---- RECORDS TO PROCESS

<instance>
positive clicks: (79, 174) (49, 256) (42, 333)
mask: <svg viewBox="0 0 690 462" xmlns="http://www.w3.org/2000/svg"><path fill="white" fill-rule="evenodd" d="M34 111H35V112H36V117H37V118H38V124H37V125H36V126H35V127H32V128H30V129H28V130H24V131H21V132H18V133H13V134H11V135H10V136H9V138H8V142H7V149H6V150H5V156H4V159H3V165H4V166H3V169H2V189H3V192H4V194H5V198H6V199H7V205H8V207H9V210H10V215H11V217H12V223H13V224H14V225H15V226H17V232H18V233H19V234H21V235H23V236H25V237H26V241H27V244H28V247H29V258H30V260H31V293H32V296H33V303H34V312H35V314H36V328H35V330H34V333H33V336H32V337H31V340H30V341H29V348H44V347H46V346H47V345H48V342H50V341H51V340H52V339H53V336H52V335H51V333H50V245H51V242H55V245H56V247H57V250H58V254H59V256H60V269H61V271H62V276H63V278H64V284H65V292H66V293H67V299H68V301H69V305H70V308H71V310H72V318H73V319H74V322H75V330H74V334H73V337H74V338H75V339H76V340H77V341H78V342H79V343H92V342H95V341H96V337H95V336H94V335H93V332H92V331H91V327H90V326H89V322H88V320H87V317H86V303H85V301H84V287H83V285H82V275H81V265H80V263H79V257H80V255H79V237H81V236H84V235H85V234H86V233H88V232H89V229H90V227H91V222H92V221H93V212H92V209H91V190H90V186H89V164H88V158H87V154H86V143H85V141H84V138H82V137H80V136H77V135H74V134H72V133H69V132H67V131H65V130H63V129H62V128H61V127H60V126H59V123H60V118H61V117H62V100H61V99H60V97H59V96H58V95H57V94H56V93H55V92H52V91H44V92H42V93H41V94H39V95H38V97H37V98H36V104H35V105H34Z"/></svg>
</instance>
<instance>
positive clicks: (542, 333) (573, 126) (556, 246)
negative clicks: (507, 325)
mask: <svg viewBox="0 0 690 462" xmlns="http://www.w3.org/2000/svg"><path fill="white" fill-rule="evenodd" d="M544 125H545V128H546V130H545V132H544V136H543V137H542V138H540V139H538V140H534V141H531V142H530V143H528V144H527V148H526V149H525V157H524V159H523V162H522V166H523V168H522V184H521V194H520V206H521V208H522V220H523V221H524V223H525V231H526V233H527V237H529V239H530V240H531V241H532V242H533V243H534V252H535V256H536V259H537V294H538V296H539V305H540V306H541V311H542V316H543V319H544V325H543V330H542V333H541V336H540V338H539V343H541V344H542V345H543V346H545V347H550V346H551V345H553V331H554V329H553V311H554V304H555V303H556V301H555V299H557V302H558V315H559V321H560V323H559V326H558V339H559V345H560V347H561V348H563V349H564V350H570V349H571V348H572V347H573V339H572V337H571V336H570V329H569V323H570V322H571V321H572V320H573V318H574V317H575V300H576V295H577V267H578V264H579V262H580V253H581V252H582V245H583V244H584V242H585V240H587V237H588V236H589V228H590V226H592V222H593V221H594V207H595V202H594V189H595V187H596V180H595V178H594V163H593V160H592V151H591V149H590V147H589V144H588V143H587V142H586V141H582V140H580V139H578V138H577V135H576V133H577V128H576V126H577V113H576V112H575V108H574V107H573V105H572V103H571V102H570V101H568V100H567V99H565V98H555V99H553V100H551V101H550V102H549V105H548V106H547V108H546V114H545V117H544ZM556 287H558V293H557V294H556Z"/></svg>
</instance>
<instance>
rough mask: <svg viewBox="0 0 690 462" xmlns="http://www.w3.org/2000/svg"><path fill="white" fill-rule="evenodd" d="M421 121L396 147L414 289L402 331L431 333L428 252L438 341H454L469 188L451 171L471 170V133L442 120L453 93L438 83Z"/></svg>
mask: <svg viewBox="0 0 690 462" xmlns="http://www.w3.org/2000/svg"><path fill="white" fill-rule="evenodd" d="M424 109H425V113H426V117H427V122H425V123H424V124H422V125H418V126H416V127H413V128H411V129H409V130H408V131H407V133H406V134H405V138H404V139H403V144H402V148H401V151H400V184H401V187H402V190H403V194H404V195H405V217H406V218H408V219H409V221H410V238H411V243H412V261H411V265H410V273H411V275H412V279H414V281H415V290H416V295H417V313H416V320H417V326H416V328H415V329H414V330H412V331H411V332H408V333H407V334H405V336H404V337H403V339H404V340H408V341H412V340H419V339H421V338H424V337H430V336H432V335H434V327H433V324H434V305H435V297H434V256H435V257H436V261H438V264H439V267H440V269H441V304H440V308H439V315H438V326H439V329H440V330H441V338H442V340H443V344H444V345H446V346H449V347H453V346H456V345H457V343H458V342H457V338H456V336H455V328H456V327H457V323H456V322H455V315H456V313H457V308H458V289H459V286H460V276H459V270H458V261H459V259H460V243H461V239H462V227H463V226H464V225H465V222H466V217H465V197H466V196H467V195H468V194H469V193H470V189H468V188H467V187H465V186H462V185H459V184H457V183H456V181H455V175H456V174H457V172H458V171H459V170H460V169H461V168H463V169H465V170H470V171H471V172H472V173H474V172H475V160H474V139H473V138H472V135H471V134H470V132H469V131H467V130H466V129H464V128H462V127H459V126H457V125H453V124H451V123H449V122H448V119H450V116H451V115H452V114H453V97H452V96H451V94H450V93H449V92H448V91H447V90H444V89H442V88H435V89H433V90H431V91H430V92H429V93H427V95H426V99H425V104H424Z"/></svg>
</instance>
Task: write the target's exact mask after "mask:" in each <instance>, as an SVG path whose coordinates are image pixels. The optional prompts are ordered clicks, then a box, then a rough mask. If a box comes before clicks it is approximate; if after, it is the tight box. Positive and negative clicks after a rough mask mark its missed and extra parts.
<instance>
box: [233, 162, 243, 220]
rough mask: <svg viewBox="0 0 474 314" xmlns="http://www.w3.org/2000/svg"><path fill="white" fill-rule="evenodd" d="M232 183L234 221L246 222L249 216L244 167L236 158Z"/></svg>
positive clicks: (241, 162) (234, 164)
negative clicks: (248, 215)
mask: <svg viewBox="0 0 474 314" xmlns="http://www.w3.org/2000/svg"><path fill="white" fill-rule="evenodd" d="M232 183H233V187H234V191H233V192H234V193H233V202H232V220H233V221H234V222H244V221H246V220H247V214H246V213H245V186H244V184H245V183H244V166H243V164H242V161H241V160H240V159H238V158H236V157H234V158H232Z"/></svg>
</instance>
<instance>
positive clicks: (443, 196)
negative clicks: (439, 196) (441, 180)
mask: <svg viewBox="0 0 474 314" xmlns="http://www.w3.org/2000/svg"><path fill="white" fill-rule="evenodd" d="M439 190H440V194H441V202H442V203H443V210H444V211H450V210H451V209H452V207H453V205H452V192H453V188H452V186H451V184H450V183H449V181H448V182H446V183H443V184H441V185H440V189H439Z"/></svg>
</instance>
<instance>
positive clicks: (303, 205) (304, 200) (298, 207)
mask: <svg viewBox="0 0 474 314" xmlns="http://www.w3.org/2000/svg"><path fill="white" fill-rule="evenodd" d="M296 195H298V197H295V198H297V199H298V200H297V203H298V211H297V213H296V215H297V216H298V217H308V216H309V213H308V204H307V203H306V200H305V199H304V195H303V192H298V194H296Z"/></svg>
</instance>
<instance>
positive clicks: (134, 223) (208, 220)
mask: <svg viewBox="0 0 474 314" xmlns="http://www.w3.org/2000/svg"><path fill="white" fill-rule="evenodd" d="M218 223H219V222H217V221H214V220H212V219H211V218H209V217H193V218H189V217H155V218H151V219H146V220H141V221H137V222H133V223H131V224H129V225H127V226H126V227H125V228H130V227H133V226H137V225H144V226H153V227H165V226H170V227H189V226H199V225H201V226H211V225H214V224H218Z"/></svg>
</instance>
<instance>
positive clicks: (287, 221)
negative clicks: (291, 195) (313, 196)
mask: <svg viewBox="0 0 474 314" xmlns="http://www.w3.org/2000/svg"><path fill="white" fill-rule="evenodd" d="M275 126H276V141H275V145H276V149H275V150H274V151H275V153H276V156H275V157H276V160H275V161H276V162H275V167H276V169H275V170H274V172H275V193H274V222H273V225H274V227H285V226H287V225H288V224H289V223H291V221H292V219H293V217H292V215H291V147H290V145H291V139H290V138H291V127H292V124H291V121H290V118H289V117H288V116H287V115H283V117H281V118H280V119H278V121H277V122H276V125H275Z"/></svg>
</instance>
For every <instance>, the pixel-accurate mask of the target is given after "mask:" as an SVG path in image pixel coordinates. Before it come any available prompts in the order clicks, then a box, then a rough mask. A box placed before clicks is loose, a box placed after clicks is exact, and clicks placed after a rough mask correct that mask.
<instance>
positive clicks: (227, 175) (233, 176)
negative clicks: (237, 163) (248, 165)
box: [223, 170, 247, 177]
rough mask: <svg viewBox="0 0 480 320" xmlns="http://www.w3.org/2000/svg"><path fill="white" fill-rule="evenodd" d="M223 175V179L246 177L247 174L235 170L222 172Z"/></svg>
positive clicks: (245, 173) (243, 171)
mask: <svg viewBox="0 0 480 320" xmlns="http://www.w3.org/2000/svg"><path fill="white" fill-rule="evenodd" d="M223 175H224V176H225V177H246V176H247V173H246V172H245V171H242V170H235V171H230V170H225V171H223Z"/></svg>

--------

_WHAT TO DO_: Reproduce exactly the entries above, limited to the lines from the one with "negative clicks: (248, 215)" through the one with "positive clicks: (287, 221)", both included.

_ANSWER TO THE PROBLEM_:
negative clicks: (248, 215)
mask: <svg viewBox="0 0 474 314" xmlns="http://www.w3.org/2000/svg"><path fill="white" fill-rule="evenodd" d="M232 183H233V187H234V191H233V192H234V193H233V202H232V220H233V221H234V222H244V221H246V220H247V214H246V213H245V186H244V184H245V183H244V166H243V164H242V161H241V160H240V159H238V158H236V157H234V158H232Z"/></svg>
</instance>
<instance>
positive clicks: (443, 196)
negative clicks: (439, 196) (441, 180)
mask: <svg viewBox="0 0 474 314" xmlns="http://www.w3.org/2000/svg"><path fill="white" fill-rule="evenodd" d="M439 190H440V194H441V202H442V203H443V210H444V211H450V210H451V209H452V207H453V205H452V192H453V188H452V186H451V184H450V183H449V181H448V182H446V183H443V184H441V185H440V189H439Z"/></svg>
</instance>
<instance>
positive clicks: (303, 205) (304, 200) (298, 207)
mask: <svg viewBox="0 0 474 314" xmlns="http://www.w3.org/2000/svg"><path fill="white" fill-rule="evenodd" d="M296 195H298V197H295V198H297V199H298V200H297V203H298V211H297V213H296V215H297V216H298V217H308V216H309V213H308V204H307V203H306V200H305V199H304V195H303V192H298V194H296Z"/></svg>
</instance>
<instance>
positive clicks: (134, 223) (208, 220)
mask: <svg viewBox="0 0 474 314" xmlns="http://www.w3.org/2000/svg"><path fill="white" fill-rule="evenodd" d="M218 223H219V222H217V221H214V220H212V219H211V218H209V217H193V218H189V217H155V218H151V219H146V220H141V221H137V222H133V223H131V224H129V225H127V226H126V227H125V228H130V227H133V226H137V225H144V226H153V227H165V226H170V227H189V226H199V225H201V226H211V225H214V224H218Z"/></svg>
</instance>
<instance>
positive clicks: (287, 221)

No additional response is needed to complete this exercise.